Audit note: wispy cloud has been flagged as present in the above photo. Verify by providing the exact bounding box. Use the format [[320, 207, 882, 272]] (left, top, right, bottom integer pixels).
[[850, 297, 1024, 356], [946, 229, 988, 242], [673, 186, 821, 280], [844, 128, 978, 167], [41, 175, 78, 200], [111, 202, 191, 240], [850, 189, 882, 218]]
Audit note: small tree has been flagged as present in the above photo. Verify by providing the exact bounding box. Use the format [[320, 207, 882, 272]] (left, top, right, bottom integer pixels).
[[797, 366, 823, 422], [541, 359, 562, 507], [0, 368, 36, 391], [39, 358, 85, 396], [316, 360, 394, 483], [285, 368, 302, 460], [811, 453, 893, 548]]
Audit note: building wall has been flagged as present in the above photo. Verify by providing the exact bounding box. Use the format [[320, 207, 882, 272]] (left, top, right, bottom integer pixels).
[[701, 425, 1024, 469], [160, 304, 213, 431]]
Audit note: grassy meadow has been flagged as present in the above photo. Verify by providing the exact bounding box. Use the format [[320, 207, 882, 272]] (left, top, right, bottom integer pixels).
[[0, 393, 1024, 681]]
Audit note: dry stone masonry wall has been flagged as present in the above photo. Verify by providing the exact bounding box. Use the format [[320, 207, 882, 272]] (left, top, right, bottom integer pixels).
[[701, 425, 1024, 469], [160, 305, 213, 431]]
□ □ □ □ □ □ □
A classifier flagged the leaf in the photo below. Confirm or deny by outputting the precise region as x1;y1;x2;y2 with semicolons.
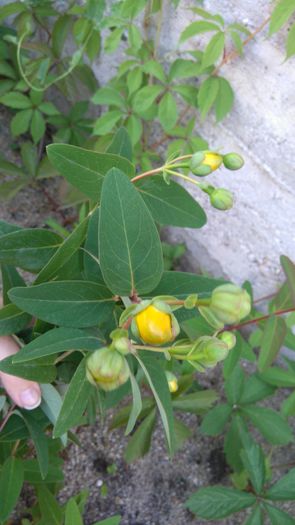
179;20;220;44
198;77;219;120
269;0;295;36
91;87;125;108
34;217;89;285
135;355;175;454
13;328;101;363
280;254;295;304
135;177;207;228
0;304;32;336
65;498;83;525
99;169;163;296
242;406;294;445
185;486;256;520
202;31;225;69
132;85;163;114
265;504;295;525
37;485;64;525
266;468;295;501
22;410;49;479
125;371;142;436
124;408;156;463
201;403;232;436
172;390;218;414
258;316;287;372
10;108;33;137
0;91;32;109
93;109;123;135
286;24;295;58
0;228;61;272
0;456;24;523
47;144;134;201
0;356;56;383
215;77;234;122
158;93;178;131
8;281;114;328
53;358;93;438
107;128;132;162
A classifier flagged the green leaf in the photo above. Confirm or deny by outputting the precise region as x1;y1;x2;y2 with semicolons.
□ □ □ □ □ □ □
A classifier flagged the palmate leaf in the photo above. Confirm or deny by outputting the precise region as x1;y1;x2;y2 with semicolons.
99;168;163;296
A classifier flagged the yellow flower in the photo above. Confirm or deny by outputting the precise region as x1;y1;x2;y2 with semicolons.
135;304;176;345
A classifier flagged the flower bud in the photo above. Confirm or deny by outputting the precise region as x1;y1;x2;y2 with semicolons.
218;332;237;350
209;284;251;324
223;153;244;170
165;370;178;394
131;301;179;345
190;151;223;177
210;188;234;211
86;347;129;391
□ □ □ □ □ □ □
Rewrite the rows between the line holding "A classifier flagged the palmate" and the line holding "86;347;129;391", inclusive, replacing "classifier" with "detector" and changing nothing else.

A detector flagged the palmate leaf in the photo above. Confirm or deny by outputting the precise region as x1;y1;x2;y2 with semicolons.
99;168;163;296
A detector flagged the yellow flower in the photo above. Confirm or deny by outputting the precise region as x1;y1;x2;y2 with semicolons.
135;304;176;345
A detector flagged the flower bud in the photo above. Confirm or deny by outputting the precise region as x1;y1;x2;y2 with semicolons.
218;332;237;350
209;284;251;324
223;153;244;170
165;370;178;394
131;301;179;345
190;151;223;177
210;188;234;211
86;347;129;391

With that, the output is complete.